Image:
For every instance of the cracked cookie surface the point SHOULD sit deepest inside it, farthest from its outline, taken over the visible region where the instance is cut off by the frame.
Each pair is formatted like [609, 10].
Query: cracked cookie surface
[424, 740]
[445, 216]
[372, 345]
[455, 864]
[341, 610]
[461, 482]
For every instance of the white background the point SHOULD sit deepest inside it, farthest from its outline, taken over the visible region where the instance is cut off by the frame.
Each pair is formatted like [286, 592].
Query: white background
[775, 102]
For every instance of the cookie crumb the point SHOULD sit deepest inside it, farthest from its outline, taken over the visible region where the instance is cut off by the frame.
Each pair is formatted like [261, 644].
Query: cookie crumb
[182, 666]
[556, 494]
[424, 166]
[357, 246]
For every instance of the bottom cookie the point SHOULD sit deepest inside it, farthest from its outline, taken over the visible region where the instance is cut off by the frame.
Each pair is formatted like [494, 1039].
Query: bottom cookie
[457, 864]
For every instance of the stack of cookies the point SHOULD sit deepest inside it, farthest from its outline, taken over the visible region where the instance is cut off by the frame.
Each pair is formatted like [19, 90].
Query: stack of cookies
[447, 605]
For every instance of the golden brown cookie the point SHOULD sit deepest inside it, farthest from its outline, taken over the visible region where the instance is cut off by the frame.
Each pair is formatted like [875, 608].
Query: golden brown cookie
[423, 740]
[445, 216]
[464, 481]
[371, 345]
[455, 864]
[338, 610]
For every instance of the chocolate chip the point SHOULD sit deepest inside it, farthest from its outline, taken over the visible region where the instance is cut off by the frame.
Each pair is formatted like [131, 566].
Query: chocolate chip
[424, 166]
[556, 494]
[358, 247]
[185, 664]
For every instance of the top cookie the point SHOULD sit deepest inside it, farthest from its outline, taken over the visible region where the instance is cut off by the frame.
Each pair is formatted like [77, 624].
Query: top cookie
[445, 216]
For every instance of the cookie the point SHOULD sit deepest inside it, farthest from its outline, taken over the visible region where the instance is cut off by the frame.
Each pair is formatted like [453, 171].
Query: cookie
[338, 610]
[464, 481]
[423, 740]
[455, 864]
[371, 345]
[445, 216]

──────────────────────────────

### EXERCISE PROMPT
Write out all of the records above, copying every line verbatim.

### WRITTEN ANSWER
Image:
For every instance of the cracked cookie surface the point SHOULD sit deepest inside it, farthest from its outline, taken over the visible region where the instance is cut off by the frame.
Each pair is formatted like [609, 10].
Query: cracked cookie surface
[424, 740]
[445, 216]
[372, 345]
[455, 864]
[341, 610]
[461, 482]
For every instance of the white background the point SHOULD sit deepest inside it, farthest from its outline, taken over the visible region where the instance is cut off by the frame.
Each pair is formatted like [286, 592].
Query: white background
[775, 102]
For every instance of the cookie crumb the point SHOULD sit deepest inside it, farthest from its outline, taken over the visible region where the instance is cut off by the frame.
Each pair is formatted like [261, 644].
Query: cookie crumb
[182, 666]
[556, 494]
[424, 166]
[357, 246]
For every instance of the bottom cookie the point SHOULD sit deepest inside it, farthest from its outline, taken over the visible region where the instance is cut off by the frame.
Each pair is formatted like [494, 1039].
Query: bottom cookie
[457, 864]
For every instance of the stack of cookies the point SHOULD sit deepest inside it, farthest from its outline, taken over the visible region where the instance is cut off by the frame.
Each pair is formatted like [19, 90].
Query: stack of cookies
[447, 605]
For every instance of the golden brown cookie the point SHOULD sit deepest inside it, farthest from its outline, taken over the visible region where the instance is cut off by the frame.
Each pair is formatted like [875, 608].
Query: golden brown cookie
[423, 740]
[445, 216]
[464, 481]
[371, 345]
[455, 864]
[338, 610]
For every instance of the chocolate chip the point SHOULD sit deepest inside it, farthest from its outline, taken over the visible region where the instance is cut off by the frame.
Each pair is formatted like [131, 566].
Query: chocolate chip
[424, 166]
[556, 494]
[358, 247]
[185, 664]
For every instance of the top cookie the point SHOULD sit deepest inside it, farthest from its outline, taken over the visible region where the instance is cut off by the frame.
Each pair is formatted like [77, 624].
Query: top cookie
[445, 216]
For every instance of the cookie the point SHOULD sit deepest inside it, farthest from its outline, taken over the visible region where the instance is cut off by the frame.
Each pair is formatted like [453, 171].
Query: cookie
[338, 610]
[464, 481]
[423, 740]
[455, 864]
[371, 345]
[445, 216]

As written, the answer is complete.